| Stated problem A |
Please list every line in the rows below that contains the word "white".

| Extract |
Mercifully, we move away from this scene and get the actual plot of the story going, as we see the T-1000…I mean, the Super-Adaptoid forming on top of a roof next to a pigeon coop. To make a short story even shorter, the Super-Adaptoid was created by a Fantastic Four villain called the Mad Thinker, who the Thing defeated by pouring alcohol all over him. Somehow.
At any rate, it took him a few weeks, but true to his name he adapted to the stuff and he’s reforming, and yeah, he’s not in the best of moods.
Yes, such is the measure of his hate that he transforms into an image of the person that killed him in the first place, because…he just does, that’s why.
We cut back to Crystal and Squicksilver at the go-go bar, but before she can give the guy a tip – no clue where she would even stuff the bills on his costume, by the way – a car comes crashing through the ceiling. Or the wall. Hard to tell, see if you can make it out..
Know what draws me here? Not the ridiculous perspective which makes it looks like the wheel on the car is bigger than Crystal’s entire body, not the wash out pink shadow that’s covering them. No, what gets to me is that stripper at the bottom of the panel, who somehow finds the time to comment on the car that’s coming through the wall before it even hits the ground. Comment at length; he even has the time to identify the exact sort of car it is, like that makes a different. I think my words in this situation would either be a horrified scream or something along the lines of ‘SWEET CRAP THERE’S A CAR COMING STRAIGHT AT US!’
Crystal and Black Widow run out to investigate the commotion, somehow managing to contort ther spines into impossible angles in the process.
They grab a random man and ask him what’s going on, and after a strange exchange where he tries to hit on them and flee for his life at the same time. It’s weird, out of place, and the only real purpose it serves it making me wonder what’s wrong with Black Widow’s eyesight, because when you can’t notice a ten-foot tall screaming orange rock-man with claws tearing up the street right behind you, it’s time someone checked out your peripheral vision. And your hearing. Maybe even your sense of smell; those giants pits have got to be kicking up a little odor.
The Super-Adaptoid immediately attacks the duo by throwing a street sign at them, but Crystal melts the sign and makes the slag wrap back around him, trapping the creature for a moment. You know, with her elemental powers. Earth, wind, fire, water…metal? Metal control’s in there somewhere, I’m sure.
To their credit, Crystal and Black Widow quickly figure out that this guy isn’t the real Ben Grimm – the way he kept screaming ‘HATE THING, HATE THING’ was apparently a tipoff – but before they can make any more moves, the Super-Adaptoid super-adapts and melts into goo, slipping out of Crystal’s trap. Black Widow leaps over him, giving him a good peak up her skirt and allowing the Super-Adaptoid to make a stunning revelation.
Created by a scientific genius, ladies and gentlemen.

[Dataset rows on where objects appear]

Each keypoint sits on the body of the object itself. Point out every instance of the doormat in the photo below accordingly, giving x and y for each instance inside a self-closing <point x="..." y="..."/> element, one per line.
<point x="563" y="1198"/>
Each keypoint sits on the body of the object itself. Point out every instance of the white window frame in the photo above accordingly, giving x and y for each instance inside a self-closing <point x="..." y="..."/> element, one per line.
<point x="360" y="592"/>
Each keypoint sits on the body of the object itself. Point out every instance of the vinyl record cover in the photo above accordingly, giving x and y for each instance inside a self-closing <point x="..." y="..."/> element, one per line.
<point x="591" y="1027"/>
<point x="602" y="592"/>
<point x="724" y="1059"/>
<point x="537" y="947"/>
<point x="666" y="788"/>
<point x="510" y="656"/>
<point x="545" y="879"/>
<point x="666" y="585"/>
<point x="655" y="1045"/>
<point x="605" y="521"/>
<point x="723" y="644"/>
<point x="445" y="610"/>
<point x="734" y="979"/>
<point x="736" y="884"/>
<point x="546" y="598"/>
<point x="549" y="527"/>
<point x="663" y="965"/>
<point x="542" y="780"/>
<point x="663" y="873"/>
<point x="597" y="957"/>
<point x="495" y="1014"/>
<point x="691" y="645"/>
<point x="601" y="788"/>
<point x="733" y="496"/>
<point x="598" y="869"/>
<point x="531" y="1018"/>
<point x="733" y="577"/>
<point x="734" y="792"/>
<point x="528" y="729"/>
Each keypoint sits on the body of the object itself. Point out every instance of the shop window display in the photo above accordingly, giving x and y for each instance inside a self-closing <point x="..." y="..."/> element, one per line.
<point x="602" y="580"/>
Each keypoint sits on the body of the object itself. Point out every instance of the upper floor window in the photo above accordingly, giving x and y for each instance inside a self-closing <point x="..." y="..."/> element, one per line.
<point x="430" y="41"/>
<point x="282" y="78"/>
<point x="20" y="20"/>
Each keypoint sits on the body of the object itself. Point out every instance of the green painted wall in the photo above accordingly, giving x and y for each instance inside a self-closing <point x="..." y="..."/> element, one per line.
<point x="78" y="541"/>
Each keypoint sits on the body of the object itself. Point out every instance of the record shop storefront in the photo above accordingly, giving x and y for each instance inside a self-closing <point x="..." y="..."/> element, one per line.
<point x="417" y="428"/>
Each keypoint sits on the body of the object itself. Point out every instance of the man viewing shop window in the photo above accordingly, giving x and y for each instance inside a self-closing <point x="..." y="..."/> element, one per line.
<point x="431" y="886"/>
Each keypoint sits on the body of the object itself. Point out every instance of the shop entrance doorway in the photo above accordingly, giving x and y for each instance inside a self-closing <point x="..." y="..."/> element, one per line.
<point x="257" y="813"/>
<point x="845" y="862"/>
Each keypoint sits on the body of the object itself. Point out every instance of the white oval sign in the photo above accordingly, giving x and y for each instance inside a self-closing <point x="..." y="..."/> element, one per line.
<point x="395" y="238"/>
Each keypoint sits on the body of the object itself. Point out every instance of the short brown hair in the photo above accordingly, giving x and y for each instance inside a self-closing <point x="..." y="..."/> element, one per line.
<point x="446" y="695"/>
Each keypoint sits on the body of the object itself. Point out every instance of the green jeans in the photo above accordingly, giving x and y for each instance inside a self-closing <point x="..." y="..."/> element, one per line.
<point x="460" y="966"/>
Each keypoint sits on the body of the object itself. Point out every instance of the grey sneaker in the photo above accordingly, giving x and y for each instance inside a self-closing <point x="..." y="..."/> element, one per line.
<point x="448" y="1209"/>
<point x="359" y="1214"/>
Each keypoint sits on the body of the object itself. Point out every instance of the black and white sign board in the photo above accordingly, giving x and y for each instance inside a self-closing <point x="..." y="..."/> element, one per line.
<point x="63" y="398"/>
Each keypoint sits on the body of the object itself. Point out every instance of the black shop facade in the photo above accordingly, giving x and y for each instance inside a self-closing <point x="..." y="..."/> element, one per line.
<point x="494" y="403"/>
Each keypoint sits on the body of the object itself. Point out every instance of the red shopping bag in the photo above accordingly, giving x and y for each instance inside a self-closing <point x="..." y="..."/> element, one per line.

| Stated problem B |
Answer these questions from the comic review above, one answer per line:
(i) Which villain created the Super-Adaptoid?
(ii) What does the Super-Adaptoid throw at Crystal and Black Widow?
(iii) What did the Super-Adaptoid keep screaming?

| Correct output A |
Each keypoint sits on the body of the object itself. Point out every instance of the white window frame in the photo above accordingly, giving x and y for each instance inside a self-closing <point x="..." y="..."/> element, one per line.
Each keypoint sits on the body of the object itself. Point out every instance of the white oval sign in the photo above accordingly, giving x and y for each instance inside a self-closing <point x="..." y="..."/> element, one per line.
Each keypoint sits on the body of the object itself. Point out every instance of the black and white sign board in the photo above accordingly, giving x and y for each instance inside a self-closing <point x="..." y="..."/> element, one per line.

| Correct output B |
(i) The Mad Thinker
(ii) A street sign
(iii) "HATE THING, HATE THING"